Your output should be the lines below from the one with "box: [46, 88, 203, 112]" through the one with "negative clicks: (487, 696) (739, 795)", copied exactly, pictures excluded.

Dataset entries:
+ + + + +
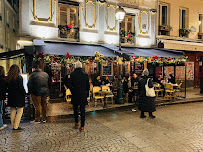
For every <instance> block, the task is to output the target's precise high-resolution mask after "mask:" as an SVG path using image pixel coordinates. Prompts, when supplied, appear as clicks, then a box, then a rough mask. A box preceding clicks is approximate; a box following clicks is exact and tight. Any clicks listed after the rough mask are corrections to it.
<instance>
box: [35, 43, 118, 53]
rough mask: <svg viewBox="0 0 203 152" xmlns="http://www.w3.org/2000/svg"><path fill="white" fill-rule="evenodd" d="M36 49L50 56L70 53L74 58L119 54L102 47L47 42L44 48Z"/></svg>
mask: <svg viewBox="0 0 203 152" xmlns="http://www.w3.org/2000/svg"><path fill="white" fill-rule="evenodd" d="M35 49H36V51H37V52H43V53H44V54H50V55H65V54H66V53H67V52H69V54H70V55H72V56H94V53H95V52H96V51H98V52H99V53H100V54H103V55H104V56H105V57H115V56H117V53H114V51H112V50H111V49H108V48H105V47H103V46H101V45H87V44H79V43H62V42H45V43H44V45H42V46H35Z"/></svg>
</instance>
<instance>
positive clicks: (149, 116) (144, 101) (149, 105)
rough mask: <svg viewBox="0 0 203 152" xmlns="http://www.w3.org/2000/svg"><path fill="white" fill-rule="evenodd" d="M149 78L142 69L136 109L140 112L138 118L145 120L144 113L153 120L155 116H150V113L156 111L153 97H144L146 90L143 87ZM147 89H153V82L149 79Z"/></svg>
mask: <svg viewBox="0 0 203 152" xmlns="http://www.w3.org/2000/svg"><path fill="white" fill-rule="evenodd" d="M148 76H149V71H148V69H144V71H143V74H142V79H141V80H140V81H139V83H138V102H139V104H138V109H139V110H140V111H141V115H140V118H145V117H146V116H145V115H144V112H148V113H149V117H151V118H155V116H154V115H153V114H152V112H154V111H156V108H155V103H154V99H155V97H148V96H146V89H145V85H146V83H147V80H148V79H149V78H148ZM148 87H149V88H152V87H153V82H152V81H151V79H149V82H148Z"/></svg>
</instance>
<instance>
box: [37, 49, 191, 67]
mask: <svg viewBox="0 0 203 152" xmlns="http://www.w3.org/2000/svg"><path fill="white" fill-rule="evenodd" d="M187 59H188V57H187V56H182V57H179V58H171V57H158V56H152V57H138V56H134V57H129V56H125V57H119V56H117V57H104V55H103V54H100V53H99V52H95V56H94V57H84V56H70V54H69V52H67V53H66V54H65V55H44V53H43V52H39V53H38V54H37V55H35V57H34V61H43V62H45V63H49V64H50V63H65V64H75V63H76V62H77V61H80V62H82V63H83V65H87V64H91V63H93V62H96V63H102V64H104V65H108V64H109V63H116V64H118V63H119V64H122V63H123V62H125V61H130V62H138V63H141V62H147V63H152V64H176V65H179V64H184V63H185V62H186V61H187Z"/></svg>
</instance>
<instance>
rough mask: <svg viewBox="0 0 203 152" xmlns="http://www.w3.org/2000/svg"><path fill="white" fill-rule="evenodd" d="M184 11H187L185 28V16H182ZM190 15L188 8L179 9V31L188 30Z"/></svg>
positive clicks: (181, 7) (185, 13) (185, 22)
mask: <svg viewBox="0 0 203 152" xmlns="http://www.w3.org/2000/svg"><path fill="white" fill-rule="evenodd" d="M183 10H185V27H183V24H182V23H183V20H182V19H183V16H182V12H183ZM188 13H189V9H188V8H184V7H180V8H179V29H182V28H188V21H189V16H188Z"/></svg>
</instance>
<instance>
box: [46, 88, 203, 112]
mask: <svg viewBox="0 0 203 152" xmlns="http://www.w3.org/2000/svg"><path fill="white" fill-rule="evenodd" d="M184 95H185V93H184V92H180V96H184ZM201 101H203V94H200V89H199V88H197V89H194V88H187V94H186V98H178V99H176V100H174V101H168V100H163V99H162V98H161V97H159V98H158V99H157V100H156V101H155V102H156V105H157V106H163V105H171V104H181V103H190V102H201ZM126 106H130V107H132V108H133V107H134V103H124V104H113V105H112V104H108V107H107V108H103V106H102V105H101V104H100V105H97V107H93V106H91V107H89V106H87V107H86V111H87V112H89V111H97V110H104V109H113V108H119V107H126ZM70 114H73V110H72V105H71V104H70V103H67V102H64V100H63V99H61V101H56V100H52V101H50V103H48V105H47V116H62V115H70Z"/></svg>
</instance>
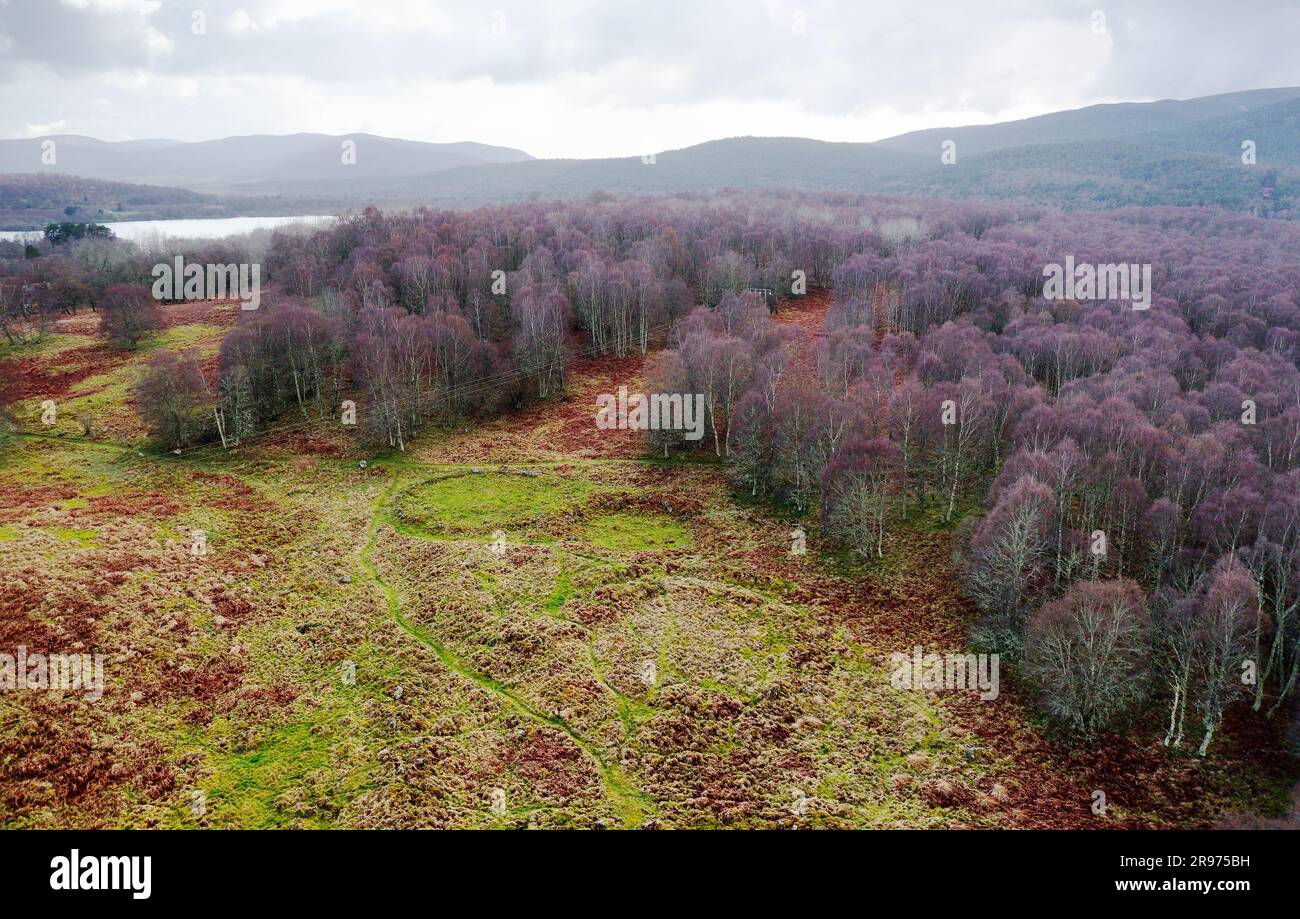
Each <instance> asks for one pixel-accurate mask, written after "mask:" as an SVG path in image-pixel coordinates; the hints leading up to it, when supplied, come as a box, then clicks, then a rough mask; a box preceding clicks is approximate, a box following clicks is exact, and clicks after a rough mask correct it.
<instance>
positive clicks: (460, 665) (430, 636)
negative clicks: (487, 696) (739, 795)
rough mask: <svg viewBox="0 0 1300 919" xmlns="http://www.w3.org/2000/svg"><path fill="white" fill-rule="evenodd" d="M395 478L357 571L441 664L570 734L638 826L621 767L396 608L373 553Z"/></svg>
mask: <svg viewBox="0 0 1300 919" xmlns="http://www.w3.org/2000/svg"><path fill="white" fill-rule="evenodd" d="M400 484H402V478H400V477H399V476H393V478H391V481H390V482H389V486H387V487H386V489H385V490H383V491H382V493H381V494H380V495H378V497H377V498H376V499H374V502H373V503H372V504H370V523H369V526H368V539H367V542H365V547H364V549H363V550H361V555H360V563H361V571H363V572H364V575H365V578H367V580H368V581H370V582H372V584H373V585H374V586H377V588H378V589H380V590H381V591H382V593H383V597H385V601H386V603H387V611H389V615H390V616H391V617H393V621H395V623H396V624H398V625H399V627H400V628H402V629H403V630H404V632H406V633H407V634H409V636H411V637H412V638H415V640H416V641H419V642H420V643H421V645H424V646H425V647H428V649H429V650H430V651H433V654H434V655H435V656H437V658H438V660H439V662H441V663H442V664H443V667H446V668H447V669H450V671H452V672H454V673H458V675H459V676H461V677H464V679H465V680H469V681H472V682H474V684H476V685H478V686H480V688H482V689H486V690H487V692H489V693H491V694H493V695H495V697H497V698H499V699H500V701H502V702H504V703H506V705H507V706H510V707H511V708H513V710H515V711H516V712H519V714H520V715H523V716H524V718H526V719H529V720H532V721H536V723H538V724H543V725H547V727H551V728H558V729H559V731H563V732H564V733H565V734H568V737H569V740H572V741H573V744H576V745H577V747H578V749H580V750H582V753H584V754H586V755H588V757H589V758H590V759H591V762H593V763H594V766H595V770H597V772H598V773H599V776H601V784H602V785H603V788H604V793H606V796H607V797H608V798H610V799H611V801H612V802H614V805H615V807H616V810H617V812H619V815H620V818H621V823H623V827H624V828H625V829H632V828H636V827H640V825H641V823H642V822H643V820H645V816H646V810H647V809H649V807H650V803H651V802H650V799H649V798H647V797H646V796H645V794H642V793H641V792H640V790H638V789H637V788H636V786H633V785H632V783H630V781H629V780H628V777H627V775H625V773H624V772H623V770H621V767H619V766H616V764H611V763H608V762H606V759H604V757H602V755H601V753H599V750H597V749H595V745H593V744H591V742H590V741H589V740H586V738H585V737H582V736H581V734H580V733H578V732H577V731H575V728H573V727H572V725H571V724H569V723H568V721H565V720H564V719H563V718H559V716H551V715H545V714H542V712H539V711H537V710H536V708H533V707H532V706H530V705H528V702H525V701H524V699H523V698H520V697H519V694H517V693H515V690H512V689H511V688H510V686H507V685H506V684H503V682H500V681H499V680H494V679H493V677H490V676H487V675H486V673H480V672H478V671H476V669H473V668H472V667H471V666H469V664H467V663H465V662H464V660H461V659H460V656H458V655H456V654H455V653H454V651H451V650H450V649H447V647H446V646H445V645H443V643H442V642H439V641H438V640H437V638H434V637H433V636H432V634H429V632H426V630H425V629H422V628H420V627H419V625H416V624H415V623H412V621H411V620H409V619H407V617H406V614H403V612H402V601H400V597H399V595H398V589H396V588H395V586H393V585H391V584H389V582H387V581H386V580H385V578H383V576H382V575H381V573H380V569H378V565H377V564H376V563H374V558H373V556H374V547H376V545H377V542H378V536H380V530H381V529H382V528H383V520H385V516H386V512H387V507H389V504H390V503H391V500H393V495H394V493H395V491H396V489H398V486H399V485H400Z"/></svg>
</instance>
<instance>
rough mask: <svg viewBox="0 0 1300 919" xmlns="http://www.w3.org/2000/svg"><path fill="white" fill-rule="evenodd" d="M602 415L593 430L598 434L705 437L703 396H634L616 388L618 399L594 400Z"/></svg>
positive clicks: (685, 436)
mask: <svg viewBox="0 0 1300 919" xmlns="http://www.w3.org/2000/svg"><path fill="white" fill-rule="evenodd" d="M595 404H597V406H599V407H601V411H598V412H597V413H595V426H597V428H599V429H601V430H684V432H686V434H685V438H686V439H688V441H699V439H702V438H703V435H705V396H703V394H702V393H651V394H650V395H646V394H645V393H633V394H632V395H628V387H627V386H619V393H617V395H614V394H612V393H602V394H601V395H598V396H595Z"/></svg>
+ + + + +
Result below –
box: [46, 88, 203, 112]
mask: <svg viewBox="0 0 203 152" xmlns="http://www.w3.org/2000/svg"><path fill="white" fill-rule="evenodd" d="M184 95H185V93H184V92H180V96H184ZM201 101H203V94H200V89H199V88H197V89H194V88H187V94H186V98H178V99H176V100H174V101H168V100H163V99H162V98H161V97H159V98H158V99H157V100H156V101H155V102H156V105H157V106H163V105H171V104H181V103H190V102H201ZM126 106H130V107H132V108H133V107H134V103H124V104H113V105H112V104H108V107H107V108H103V106H102V105H101V104H100V105H97V107H93V106H91V107H89V106H87V107H86V111H87V112H89V111H97V110H104V109H113V108H119V107H126ZM70 114H73V110H72V105H71V104H70V103H67V102H64V100H63V99H61V101H56V100H52V101H50V103H48V105H47V116H62V115H70Z"/></svg>
</instance>
Each <instance> asks for one pixel-accurate mask, written after "mask:" as an SVG path in image-pixel coordinates; the hints leading up to it, when supplied, come as a box, then clicks, then a rough mask; a box preceding clicks is approximate, a box following clicks is exact, and clicks after a rough mask correct it.
<instance>
positive clicks: (460, 665) (430, 636)
negative clicks: (487, 696) (739, 795)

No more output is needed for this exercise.